Exercise: Please write out every line of the listing below word for word, leaving the pictures out of your answer.

(Stored dataset items)
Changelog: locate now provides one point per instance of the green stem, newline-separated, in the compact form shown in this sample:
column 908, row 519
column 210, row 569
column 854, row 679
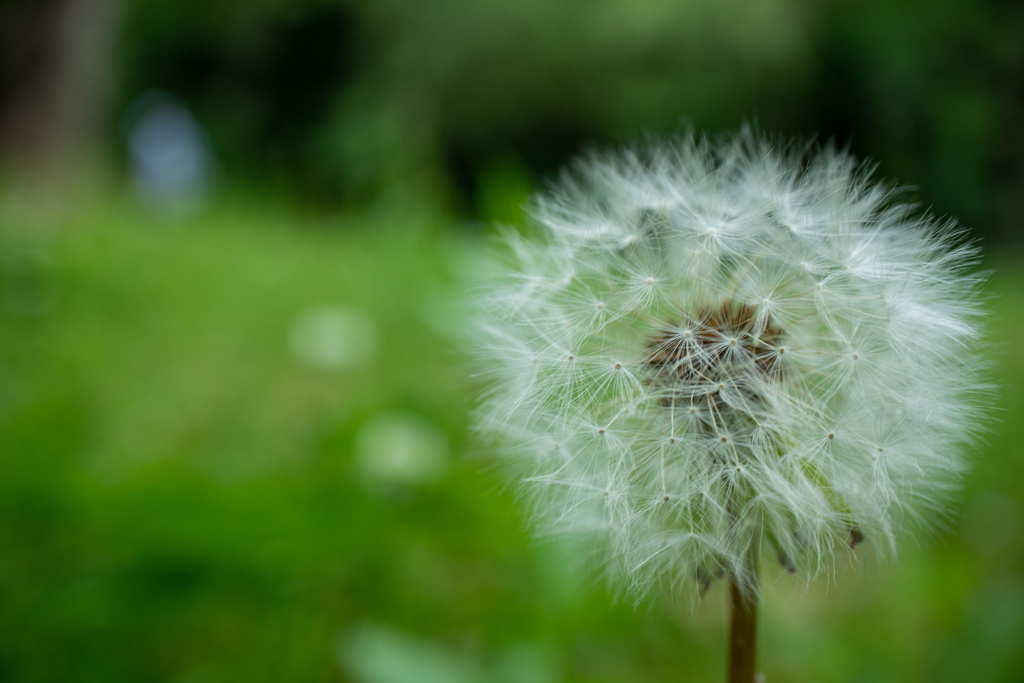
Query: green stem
column 742, row 632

The output:
Changelog: locate now provides one point per instance of the green stem, newline-separated, in the compact form shown in this sample:
column 908, row 519
column 210, row 569
column 854, row 679
Query: green stem
column 742, row 632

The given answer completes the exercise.